ABOUT THIS TASK => Within the material below, filter for lines that hold the word "wiper".

=== Begin Enclosure ===

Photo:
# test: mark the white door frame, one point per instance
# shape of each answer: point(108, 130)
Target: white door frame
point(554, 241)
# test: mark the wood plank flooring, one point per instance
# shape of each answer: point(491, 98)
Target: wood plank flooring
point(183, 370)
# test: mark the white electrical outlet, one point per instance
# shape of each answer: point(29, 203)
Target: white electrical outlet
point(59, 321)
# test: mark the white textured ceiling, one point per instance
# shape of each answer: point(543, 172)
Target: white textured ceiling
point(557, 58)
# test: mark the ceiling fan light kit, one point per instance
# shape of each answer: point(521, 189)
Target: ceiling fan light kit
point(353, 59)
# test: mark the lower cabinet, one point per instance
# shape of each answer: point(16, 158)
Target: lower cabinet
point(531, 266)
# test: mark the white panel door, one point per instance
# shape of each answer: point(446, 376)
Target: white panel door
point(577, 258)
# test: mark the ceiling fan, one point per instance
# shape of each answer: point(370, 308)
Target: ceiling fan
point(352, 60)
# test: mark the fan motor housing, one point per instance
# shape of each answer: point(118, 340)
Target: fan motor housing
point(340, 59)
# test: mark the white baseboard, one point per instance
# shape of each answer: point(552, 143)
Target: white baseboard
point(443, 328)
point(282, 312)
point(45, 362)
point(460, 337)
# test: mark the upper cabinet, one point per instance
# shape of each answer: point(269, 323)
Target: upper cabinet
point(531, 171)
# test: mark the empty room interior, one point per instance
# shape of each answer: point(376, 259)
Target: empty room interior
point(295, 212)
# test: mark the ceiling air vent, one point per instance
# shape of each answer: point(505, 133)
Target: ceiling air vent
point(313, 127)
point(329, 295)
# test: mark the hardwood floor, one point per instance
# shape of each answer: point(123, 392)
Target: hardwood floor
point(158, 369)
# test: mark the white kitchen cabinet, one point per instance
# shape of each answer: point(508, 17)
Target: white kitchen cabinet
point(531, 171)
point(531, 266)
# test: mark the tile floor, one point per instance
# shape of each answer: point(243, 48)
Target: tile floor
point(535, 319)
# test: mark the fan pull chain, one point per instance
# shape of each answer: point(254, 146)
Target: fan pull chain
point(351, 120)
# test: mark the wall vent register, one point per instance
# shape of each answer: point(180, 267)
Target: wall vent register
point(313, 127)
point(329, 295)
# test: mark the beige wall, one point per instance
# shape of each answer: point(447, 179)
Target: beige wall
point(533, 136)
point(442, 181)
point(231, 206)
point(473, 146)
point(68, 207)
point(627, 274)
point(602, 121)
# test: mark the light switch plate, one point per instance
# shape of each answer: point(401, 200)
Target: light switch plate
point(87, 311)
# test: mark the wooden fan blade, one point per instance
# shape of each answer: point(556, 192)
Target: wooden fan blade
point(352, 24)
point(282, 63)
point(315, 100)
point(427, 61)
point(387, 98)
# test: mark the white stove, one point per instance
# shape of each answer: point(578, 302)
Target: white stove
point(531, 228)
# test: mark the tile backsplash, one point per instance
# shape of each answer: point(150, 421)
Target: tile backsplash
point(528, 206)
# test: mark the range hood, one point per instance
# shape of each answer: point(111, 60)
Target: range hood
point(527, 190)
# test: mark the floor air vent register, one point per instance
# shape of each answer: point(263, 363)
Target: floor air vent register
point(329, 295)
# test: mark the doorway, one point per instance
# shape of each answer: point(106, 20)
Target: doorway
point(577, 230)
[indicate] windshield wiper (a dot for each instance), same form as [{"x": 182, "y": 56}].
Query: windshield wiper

=== End Enclosure ===
=== Begin Enclosure ===

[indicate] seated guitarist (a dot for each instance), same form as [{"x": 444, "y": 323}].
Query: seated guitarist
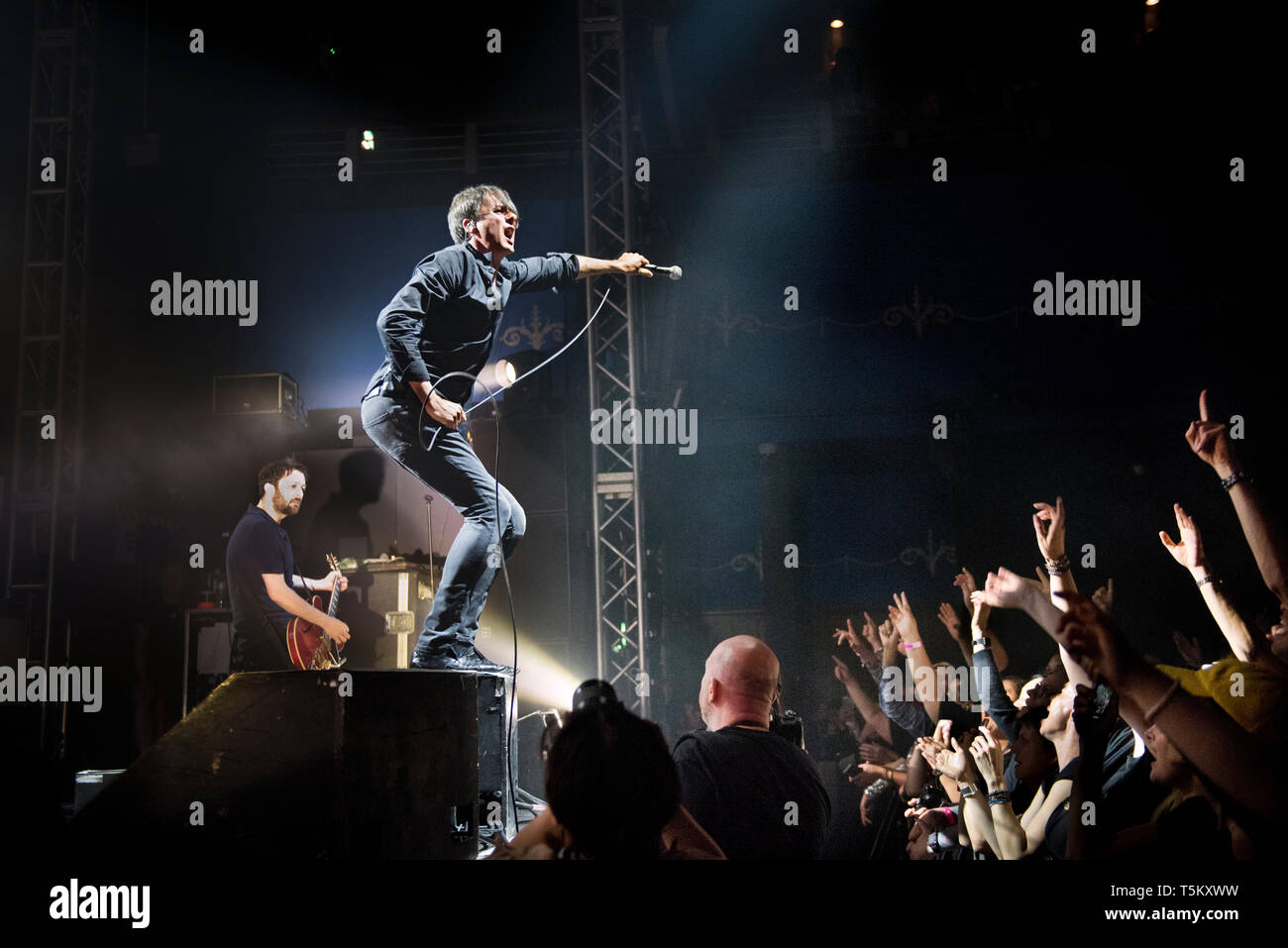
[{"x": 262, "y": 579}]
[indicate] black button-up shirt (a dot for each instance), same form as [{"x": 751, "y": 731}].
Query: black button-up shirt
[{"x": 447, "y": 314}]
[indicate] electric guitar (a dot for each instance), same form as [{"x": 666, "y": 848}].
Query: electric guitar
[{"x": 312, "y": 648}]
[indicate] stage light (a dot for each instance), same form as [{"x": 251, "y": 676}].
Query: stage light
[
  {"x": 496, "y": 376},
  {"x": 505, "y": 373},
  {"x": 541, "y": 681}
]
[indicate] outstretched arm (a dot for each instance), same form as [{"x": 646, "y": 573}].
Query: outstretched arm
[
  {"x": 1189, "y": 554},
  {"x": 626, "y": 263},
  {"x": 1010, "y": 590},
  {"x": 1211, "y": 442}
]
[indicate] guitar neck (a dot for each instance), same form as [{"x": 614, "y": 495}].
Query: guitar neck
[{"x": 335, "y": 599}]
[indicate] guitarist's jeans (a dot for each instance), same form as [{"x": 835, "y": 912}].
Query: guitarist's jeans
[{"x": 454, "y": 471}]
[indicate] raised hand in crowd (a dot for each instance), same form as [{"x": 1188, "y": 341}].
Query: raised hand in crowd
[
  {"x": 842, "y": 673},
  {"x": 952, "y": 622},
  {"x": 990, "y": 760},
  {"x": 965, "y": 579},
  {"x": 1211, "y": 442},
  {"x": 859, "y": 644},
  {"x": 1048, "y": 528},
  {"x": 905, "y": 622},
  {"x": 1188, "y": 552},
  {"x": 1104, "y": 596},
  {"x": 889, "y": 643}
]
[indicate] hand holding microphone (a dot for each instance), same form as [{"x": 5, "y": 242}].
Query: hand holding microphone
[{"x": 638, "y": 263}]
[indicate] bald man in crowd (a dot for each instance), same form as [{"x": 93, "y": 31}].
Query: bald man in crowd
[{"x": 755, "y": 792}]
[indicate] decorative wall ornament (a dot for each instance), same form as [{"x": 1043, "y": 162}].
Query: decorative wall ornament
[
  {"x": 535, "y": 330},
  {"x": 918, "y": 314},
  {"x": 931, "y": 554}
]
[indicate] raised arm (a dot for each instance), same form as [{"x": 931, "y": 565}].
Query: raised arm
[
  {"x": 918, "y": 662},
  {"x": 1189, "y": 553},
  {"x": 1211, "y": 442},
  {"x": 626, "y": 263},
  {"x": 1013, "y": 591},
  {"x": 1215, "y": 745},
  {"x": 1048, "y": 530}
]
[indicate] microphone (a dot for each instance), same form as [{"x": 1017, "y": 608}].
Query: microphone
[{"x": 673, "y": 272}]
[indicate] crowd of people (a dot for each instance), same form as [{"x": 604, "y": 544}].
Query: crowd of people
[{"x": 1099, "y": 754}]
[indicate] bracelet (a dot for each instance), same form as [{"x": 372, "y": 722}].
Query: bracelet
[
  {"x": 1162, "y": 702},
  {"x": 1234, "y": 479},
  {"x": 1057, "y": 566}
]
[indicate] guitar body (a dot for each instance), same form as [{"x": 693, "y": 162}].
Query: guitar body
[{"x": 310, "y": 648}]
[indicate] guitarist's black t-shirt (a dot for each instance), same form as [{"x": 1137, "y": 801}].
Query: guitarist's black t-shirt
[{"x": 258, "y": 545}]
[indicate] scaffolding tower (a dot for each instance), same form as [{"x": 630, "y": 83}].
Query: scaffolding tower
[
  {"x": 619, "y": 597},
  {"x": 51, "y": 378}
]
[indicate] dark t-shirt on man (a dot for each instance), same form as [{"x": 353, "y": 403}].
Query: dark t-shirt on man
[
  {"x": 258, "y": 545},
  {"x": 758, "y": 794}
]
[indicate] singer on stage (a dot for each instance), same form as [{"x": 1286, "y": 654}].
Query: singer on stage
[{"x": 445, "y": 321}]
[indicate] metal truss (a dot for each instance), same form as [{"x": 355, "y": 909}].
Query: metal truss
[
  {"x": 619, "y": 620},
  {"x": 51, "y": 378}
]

=== End Enclosure ===
=== Begin Enclosure ===

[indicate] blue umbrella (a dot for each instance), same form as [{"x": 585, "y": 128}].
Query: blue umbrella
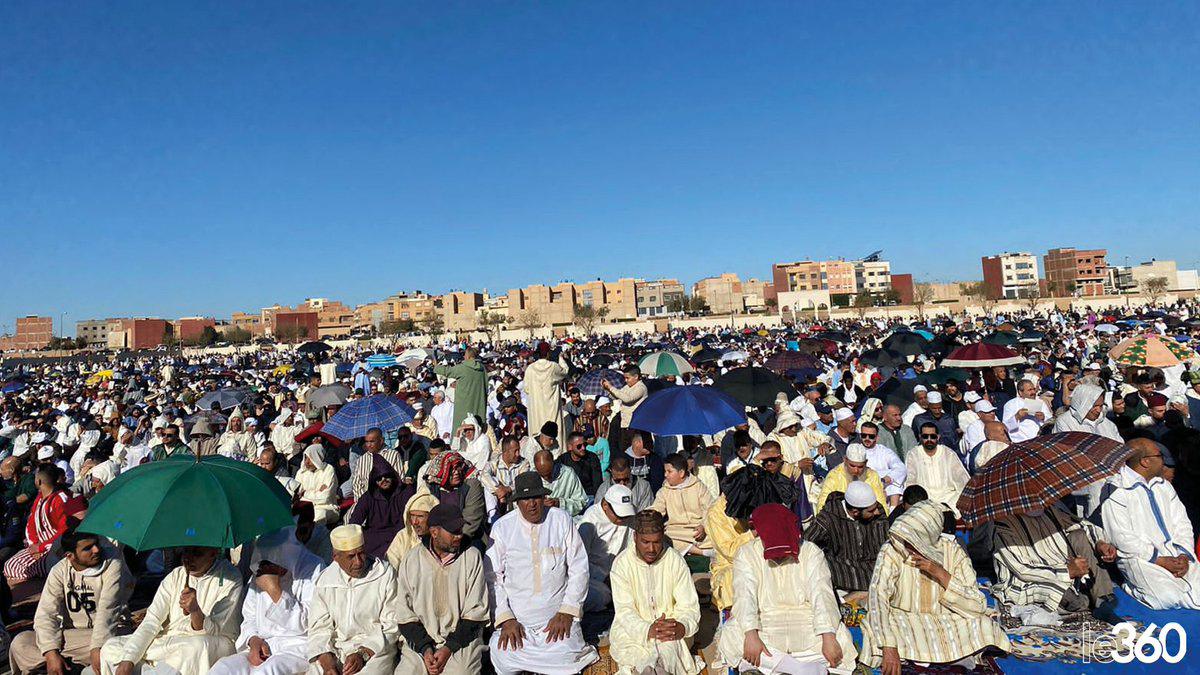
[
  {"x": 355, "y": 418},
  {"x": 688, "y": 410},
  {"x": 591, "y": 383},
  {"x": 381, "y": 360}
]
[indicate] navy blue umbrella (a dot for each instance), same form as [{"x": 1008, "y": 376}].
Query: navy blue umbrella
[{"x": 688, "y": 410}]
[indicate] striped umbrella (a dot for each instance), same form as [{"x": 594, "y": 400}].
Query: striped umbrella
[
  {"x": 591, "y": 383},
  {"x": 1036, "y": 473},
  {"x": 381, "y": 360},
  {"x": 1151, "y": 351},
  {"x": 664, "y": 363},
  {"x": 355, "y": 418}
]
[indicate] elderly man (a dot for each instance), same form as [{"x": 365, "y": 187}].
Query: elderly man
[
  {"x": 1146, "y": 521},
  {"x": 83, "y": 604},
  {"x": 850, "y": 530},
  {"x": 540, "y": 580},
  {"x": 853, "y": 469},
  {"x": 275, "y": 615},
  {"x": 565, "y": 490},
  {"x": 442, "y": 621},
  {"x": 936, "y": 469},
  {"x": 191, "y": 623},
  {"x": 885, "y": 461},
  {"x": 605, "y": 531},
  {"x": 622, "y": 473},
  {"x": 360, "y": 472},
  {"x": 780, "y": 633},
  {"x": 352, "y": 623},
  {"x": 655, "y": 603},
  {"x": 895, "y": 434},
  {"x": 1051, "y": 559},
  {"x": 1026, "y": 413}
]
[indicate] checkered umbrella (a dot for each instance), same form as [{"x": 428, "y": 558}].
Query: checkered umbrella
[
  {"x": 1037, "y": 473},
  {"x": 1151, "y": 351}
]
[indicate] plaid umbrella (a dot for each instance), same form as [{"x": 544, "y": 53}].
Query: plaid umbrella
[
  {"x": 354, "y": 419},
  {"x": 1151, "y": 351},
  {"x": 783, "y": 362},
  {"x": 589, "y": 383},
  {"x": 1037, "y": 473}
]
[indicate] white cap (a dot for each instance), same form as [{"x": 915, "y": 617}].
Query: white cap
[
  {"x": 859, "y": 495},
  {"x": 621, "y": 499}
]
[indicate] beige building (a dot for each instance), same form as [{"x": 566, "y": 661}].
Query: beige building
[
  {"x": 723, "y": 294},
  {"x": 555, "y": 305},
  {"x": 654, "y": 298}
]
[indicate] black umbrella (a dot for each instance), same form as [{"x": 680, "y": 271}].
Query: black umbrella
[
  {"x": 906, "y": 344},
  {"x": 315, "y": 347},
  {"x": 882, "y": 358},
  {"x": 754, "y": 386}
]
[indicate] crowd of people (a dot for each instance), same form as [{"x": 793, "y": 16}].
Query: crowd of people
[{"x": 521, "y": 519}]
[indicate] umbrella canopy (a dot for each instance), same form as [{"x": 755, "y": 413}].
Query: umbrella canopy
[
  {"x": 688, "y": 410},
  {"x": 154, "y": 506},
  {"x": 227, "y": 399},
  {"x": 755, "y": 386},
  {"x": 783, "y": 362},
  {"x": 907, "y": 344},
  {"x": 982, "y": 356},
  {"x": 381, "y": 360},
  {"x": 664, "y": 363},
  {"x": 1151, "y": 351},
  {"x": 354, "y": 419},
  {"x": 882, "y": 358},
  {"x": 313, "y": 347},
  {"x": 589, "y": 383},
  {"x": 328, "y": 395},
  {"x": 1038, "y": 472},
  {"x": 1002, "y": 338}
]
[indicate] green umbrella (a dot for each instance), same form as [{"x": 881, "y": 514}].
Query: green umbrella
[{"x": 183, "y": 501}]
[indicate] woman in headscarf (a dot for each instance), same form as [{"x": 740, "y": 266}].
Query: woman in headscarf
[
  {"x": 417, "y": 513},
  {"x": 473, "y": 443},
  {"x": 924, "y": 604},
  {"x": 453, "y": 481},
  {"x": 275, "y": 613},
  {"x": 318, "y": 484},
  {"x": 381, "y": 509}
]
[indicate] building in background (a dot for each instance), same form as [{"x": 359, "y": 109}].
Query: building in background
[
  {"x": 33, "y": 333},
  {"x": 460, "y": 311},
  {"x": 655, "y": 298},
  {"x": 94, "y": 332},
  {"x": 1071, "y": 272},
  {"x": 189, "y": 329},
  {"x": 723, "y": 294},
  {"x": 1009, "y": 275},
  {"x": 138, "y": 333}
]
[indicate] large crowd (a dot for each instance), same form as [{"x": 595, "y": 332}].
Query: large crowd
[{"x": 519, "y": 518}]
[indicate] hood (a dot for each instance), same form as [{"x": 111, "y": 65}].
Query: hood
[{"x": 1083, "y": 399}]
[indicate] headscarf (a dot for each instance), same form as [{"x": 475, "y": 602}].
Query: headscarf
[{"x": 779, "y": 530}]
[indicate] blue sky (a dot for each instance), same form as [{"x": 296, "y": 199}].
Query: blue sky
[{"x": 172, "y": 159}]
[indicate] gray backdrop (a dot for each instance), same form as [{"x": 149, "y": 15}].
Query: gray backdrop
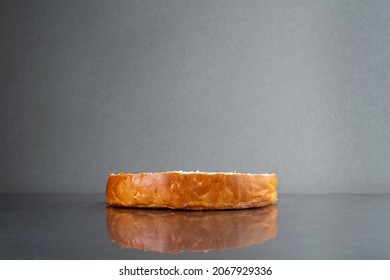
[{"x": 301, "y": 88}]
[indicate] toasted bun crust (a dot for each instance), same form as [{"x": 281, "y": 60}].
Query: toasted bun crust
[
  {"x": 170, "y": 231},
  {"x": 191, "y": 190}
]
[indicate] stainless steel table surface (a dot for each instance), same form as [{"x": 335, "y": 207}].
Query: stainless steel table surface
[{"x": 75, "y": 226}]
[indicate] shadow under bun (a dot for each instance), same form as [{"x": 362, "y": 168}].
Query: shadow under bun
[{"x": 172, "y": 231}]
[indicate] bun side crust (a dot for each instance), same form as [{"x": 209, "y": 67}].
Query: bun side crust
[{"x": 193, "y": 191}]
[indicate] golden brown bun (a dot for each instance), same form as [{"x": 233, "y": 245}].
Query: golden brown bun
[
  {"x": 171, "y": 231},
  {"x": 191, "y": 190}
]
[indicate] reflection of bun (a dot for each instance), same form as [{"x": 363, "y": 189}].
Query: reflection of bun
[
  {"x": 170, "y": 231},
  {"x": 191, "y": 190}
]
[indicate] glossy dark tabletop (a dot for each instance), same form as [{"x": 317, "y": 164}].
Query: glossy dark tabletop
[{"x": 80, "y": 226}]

=== End Enclosure ===

ANSWER BELOW =>
[indicate] windshield wiper (a dot for each instance), same form as [{"x": 182, "y": 56}].
Query: windshield wiper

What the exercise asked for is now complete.